■ **WORK INSTRUCTIONS**
Copy the lines of the stored items, beginning at the line that has "the red wreath" and stopping after the line that has "point(838, 301)". In those lines, change "red wreath" to "memorial wreath" and leave everything else the same.

[Stored items]
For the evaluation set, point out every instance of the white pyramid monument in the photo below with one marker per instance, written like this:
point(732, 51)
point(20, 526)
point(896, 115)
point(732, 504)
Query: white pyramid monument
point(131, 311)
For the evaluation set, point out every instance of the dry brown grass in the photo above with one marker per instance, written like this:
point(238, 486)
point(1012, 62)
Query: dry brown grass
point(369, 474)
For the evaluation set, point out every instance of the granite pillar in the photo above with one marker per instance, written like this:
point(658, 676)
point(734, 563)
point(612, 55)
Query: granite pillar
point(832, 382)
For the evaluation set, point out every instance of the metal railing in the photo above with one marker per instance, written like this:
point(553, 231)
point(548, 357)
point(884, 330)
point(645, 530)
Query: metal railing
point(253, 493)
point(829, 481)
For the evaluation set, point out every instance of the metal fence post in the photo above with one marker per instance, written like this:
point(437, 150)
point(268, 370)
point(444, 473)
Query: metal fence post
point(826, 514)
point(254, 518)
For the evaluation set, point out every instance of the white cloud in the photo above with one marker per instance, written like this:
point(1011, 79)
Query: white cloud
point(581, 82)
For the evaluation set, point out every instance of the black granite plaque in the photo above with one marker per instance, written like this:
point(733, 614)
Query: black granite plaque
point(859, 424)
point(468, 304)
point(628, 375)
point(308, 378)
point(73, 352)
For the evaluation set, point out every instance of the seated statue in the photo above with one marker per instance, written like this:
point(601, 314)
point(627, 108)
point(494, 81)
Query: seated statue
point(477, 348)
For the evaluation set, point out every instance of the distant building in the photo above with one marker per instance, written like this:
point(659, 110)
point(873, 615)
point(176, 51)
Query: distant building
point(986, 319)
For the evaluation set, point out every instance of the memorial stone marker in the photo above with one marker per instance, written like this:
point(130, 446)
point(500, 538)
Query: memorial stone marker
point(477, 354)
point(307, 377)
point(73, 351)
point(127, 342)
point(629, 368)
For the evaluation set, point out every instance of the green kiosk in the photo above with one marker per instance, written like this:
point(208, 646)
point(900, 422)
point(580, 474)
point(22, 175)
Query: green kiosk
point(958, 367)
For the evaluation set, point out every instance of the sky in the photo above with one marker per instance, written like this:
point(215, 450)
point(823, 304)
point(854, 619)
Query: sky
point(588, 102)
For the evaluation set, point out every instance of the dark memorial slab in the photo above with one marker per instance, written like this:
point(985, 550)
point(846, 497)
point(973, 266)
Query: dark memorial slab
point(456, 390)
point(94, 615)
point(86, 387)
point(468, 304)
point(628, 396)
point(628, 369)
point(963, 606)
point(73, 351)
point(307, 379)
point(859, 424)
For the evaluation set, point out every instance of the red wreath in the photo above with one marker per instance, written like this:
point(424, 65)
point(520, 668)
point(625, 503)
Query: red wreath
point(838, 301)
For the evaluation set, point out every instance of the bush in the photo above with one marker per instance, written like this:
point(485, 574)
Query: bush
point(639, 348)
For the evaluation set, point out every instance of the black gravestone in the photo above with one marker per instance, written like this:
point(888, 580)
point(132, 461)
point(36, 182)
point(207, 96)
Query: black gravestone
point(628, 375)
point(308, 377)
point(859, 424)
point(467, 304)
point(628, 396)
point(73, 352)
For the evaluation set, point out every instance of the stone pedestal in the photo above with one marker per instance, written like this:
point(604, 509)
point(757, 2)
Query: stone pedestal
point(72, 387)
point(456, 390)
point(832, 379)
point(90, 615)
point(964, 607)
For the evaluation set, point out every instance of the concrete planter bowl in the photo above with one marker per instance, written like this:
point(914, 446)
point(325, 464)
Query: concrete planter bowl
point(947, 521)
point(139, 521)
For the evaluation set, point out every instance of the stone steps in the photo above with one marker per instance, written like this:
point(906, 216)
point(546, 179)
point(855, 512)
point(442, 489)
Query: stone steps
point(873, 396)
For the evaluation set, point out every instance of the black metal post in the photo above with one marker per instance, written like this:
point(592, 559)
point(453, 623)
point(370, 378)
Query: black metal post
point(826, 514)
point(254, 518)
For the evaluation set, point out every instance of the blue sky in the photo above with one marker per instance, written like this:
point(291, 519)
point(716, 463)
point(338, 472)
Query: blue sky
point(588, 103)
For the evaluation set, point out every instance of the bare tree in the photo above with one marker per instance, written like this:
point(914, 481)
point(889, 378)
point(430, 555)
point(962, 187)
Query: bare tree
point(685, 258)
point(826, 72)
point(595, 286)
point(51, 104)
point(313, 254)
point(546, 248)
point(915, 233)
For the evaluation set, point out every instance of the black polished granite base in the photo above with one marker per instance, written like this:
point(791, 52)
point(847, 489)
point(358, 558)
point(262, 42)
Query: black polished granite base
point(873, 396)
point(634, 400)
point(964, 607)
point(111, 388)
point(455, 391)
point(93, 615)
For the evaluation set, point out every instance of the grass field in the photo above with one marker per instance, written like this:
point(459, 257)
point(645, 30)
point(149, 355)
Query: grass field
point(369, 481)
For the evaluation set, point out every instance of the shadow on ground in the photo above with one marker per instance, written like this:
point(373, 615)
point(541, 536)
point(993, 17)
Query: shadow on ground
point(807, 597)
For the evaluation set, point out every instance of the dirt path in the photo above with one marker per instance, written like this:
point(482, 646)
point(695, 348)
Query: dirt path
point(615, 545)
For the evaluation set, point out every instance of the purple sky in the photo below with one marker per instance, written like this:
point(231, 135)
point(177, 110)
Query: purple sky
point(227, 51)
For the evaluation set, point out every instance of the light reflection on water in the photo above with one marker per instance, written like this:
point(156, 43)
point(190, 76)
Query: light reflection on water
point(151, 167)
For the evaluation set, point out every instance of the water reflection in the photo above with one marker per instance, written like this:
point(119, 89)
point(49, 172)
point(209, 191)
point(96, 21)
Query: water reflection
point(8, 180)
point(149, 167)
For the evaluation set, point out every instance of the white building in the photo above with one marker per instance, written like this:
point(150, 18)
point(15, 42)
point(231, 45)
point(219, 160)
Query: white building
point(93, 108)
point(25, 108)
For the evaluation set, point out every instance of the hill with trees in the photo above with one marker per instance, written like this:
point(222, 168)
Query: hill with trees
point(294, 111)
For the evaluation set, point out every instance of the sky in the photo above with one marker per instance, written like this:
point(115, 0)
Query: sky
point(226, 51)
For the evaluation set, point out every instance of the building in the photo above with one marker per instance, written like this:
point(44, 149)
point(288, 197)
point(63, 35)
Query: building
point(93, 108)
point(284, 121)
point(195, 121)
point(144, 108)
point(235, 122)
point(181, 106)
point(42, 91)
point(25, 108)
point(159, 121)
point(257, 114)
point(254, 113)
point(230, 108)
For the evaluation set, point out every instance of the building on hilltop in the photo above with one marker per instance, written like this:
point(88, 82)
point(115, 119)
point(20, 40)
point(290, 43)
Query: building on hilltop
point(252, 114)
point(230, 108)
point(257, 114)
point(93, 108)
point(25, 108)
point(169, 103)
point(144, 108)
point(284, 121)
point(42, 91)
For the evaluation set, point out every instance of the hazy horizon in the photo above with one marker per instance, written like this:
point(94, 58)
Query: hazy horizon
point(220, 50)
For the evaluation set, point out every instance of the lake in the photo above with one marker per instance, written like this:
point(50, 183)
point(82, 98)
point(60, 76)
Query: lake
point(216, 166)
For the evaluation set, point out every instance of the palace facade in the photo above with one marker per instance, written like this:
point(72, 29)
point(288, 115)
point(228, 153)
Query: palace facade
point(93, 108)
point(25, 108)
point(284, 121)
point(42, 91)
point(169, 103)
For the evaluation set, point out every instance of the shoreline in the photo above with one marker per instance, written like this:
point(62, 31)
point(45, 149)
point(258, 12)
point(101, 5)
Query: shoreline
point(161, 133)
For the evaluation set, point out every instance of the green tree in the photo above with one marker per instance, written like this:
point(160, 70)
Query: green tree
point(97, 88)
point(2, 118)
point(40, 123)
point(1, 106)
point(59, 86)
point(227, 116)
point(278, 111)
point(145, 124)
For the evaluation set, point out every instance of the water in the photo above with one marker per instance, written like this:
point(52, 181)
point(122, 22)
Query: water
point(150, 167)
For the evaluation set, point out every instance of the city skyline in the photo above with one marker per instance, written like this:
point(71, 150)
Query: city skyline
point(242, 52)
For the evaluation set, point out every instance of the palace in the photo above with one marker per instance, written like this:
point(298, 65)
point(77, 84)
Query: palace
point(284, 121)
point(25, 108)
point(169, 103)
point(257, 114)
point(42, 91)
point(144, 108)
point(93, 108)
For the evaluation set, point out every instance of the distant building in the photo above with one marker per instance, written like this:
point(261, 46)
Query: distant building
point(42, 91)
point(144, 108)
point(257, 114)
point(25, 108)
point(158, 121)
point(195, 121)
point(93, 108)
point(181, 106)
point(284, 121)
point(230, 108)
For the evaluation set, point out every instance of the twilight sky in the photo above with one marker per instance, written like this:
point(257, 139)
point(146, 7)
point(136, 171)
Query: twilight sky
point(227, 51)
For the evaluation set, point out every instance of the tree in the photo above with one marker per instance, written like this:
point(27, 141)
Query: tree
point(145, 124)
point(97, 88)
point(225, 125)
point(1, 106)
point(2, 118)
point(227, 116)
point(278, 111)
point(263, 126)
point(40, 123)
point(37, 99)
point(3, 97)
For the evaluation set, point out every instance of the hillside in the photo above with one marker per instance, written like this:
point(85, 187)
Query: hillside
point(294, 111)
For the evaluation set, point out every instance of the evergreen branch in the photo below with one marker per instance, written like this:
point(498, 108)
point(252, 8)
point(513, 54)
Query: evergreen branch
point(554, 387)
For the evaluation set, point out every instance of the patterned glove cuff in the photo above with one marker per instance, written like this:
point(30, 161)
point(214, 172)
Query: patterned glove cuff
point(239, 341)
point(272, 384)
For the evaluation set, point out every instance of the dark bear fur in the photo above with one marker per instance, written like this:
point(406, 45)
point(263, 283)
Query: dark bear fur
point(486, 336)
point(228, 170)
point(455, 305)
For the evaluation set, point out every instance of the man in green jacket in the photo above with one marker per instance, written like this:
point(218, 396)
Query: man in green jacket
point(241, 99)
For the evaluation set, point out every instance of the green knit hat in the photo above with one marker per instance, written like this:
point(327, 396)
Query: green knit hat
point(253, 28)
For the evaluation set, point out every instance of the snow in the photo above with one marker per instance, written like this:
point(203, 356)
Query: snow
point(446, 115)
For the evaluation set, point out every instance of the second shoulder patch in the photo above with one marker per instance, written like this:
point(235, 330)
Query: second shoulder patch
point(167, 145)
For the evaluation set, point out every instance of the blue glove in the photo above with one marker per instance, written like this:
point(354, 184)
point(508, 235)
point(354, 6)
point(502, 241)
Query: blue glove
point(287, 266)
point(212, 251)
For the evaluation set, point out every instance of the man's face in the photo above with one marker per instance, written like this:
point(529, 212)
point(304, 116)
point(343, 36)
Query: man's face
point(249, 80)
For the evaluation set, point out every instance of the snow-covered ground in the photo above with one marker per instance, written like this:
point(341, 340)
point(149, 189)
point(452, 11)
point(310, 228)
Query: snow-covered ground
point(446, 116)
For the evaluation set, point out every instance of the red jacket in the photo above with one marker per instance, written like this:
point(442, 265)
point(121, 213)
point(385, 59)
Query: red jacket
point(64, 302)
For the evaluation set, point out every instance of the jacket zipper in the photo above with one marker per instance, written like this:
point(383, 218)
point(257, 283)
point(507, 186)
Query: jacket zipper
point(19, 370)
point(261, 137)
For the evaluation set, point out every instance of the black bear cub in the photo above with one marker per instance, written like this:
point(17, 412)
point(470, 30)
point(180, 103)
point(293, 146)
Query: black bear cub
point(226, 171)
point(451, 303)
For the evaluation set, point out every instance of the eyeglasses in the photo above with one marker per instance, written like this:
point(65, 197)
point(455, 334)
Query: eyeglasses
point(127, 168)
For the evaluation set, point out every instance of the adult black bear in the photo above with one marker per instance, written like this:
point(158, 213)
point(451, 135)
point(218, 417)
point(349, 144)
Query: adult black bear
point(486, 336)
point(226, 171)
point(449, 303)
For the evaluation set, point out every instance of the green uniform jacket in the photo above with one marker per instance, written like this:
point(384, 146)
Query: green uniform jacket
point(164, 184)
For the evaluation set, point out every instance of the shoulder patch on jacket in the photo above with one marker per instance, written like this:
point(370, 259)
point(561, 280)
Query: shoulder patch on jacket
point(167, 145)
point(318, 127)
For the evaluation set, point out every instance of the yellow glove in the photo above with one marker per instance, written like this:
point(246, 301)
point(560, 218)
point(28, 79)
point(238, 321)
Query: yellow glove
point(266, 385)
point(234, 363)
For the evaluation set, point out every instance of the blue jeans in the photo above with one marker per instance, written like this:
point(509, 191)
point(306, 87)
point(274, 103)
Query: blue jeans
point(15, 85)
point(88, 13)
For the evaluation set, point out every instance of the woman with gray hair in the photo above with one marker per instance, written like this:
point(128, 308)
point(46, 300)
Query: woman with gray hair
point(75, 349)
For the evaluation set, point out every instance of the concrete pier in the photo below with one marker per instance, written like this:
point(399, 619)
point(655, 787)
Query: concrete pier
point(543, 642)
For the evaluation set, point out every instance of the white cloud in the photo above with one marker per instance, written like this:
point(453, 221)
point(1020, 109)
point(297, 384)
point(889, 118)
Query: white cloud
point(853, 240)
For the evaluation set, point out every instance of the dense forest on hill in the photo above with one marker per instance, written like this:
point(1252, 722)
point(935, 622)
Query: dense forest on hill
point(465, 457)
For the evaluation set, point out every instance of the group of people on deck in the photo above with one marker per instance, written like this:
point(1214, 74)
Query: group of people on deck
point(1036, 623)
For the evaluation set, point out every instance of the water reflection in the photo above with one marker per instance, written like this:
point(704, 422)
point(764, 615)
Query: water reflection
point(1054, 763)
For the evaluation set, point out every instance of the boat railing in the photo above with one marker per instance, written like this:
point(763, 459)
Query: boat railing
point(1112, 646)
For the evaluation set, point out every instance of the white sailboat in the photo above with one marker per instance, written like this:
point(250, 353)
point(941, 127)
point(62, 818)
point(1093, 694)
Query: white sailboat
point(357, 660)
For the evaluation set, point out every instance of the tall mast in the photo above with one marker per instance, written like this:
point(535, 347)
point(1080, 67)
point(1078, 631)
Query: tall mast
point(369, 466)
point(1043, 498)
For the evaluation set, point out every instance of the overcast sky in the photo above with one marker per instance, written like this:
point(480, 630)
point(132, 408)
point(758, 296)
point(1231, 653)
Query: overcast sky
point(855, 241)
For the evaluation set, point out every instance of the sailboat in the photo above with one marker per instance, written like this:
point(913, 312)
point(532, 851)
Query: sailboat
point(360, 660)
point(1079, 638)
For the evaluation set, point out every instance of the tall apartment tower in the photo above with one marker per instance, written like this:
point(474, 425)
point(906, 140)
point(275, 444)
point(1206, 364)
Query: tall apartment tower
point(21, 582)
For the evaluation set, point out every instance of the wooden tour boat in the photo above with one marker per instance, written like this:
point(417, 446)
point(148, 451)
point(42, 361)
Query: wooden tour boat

■ **RESULT OF THIS TASK**
For the evaluation set, point out every instance of the memorial wreath in the photo above with one marker per instance, written like this:
point(424, 65)
point(520, 668)
point(625, 503)
Query: memorial wreath
point(838, 301)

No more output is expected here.